Record list -

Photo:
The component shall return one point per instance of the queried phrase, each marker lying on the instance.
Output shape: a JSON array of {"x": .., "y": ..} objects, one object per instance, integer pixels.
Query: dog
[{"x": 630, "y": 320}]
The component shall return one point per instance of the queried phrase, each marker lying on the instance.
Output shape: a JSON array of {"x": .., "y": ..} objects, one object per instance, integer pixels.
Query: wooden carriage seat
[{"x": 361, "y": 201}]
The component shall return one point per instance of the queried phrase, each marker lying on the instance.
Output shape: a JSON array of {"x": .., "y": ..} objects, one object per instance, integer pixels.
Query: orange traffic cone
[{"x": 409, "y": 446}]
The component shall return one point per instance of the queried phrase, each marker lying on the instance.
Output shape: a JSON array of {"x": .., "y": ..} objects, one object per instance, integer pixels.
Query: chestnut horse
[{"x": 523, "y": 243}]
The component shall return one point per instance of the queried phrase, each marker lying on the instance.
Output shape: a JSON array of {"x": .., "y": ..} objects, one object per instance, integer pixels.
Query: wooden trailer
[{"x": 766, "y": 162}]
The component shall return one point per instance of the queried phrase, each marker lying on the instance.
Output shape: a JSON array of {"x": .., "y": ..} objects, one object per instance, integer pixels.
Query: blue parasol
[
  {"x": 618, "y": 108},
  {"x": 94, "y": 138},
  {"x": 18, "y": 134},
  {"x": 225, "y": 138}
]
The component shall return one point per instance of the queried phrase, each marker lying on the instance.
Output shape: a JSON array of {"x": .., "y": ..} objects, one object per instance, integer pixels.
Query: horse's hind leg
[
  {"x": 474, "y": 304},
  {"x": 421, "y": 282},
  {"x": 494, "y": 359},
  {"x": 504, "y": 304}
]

Work to complete - Copy out the material word for word and line for line.

The answer -
Photo:
The component shall return one point per instance of the queried phrase, each marker lying on the instance.
Output shape: a JSON array of {"x": .., "y": ..} objects, one object per instance, integer pixels.
Query: dog
[{"x": 630, "y": 320}]
The component shall return one point per instance of the queried phrase, each marker lying on the instance.
Output shape: a JSON array of {"x": .., "y": ..} objects, one object per instance, integer pixels.
Query: wooden carriage seat
[{"x": 361, "y": 201}]
The component shall return one point per instance of the queried phrase, each marker lying on the instance.
Output shape: a JSON array of {"x": .., "y": ..} objects, one object per instance, integer pixels.
Query: orange traffic cone
[{"x": 409, "y": 446}]
The component shall return one point per instance of the queried phrase, each marker lying on the instance.
Output shape: a JSON array of {"x": .., "y": ..} objects, one object per instance, integer pixels.
Query: chestnut horse
[{"x": 523, "y": 243}]
The component shall return one point per instance of the queried phrase, each marker lying on the instance.
Output shape: a JSON array of {"x": .., "y": ..} objects, one object per instance, integer pixels.
Query: wooden trailer
[{"x": 766, "y": 162}]
The component shall return one point per instance of the queried phrase, each marker lying on the instance.
Output shape: a JSON array of {"x": .., "y": ..} objects, one object per instance, integer pixels.
Query: blue parasol
[
  {"x": 618, "y": 108},
  {"x": 94, "y": 138},
  {"x": 18, "y": 134},
  {"x": 225, "y": 138}
]
The component shall return one point per instance of the queried phrase, each marker lying on the instance.
Output shape: a JSON array of {"x": .., "y": ..} objects, one object per instance, integer pixels.
Query: horse's hind leg
[
  {"x": 474, "y": 304},
  {"x": 421, "y": 282},
  {"x": 494, "y": 359},
  {"x": 504, "y": 304}
]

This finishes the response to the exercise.